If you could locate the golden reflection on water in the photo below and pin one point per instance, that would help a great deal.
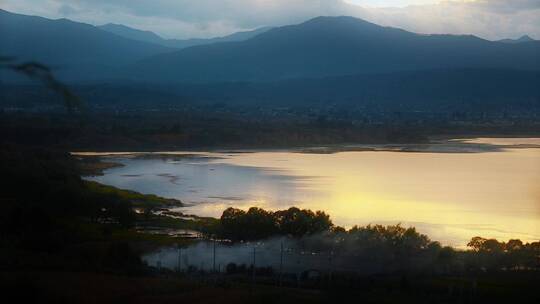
++++++++++++++++++++
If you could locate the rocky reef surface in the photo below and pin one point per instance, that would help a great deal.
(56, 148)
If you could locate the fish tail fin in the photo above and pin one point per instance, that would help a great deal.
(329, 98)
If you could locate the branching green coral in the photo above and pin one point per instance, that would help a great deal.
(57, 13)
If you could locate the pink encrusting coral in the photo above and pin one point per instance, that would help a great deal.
++++++++++++++++++++
▶ Exercise description: In the material above, find the line containing "If you could locate the fish" and the line containing "If you could locate the pink", then write out exactly those two lines and every line between them, and nothing more.

▶ Exercise output:
If you could locate the fish tail fin in the photo above and pin one point per instance, that would help a great deal.
(329, 98)
If you could locate the branching green coral in the photo above and pin one point per instance, that would help a great deal.
(57, 13)
If you could locate the pink encrusting coral in the photo above and pin one point per instance, that would help a great deal.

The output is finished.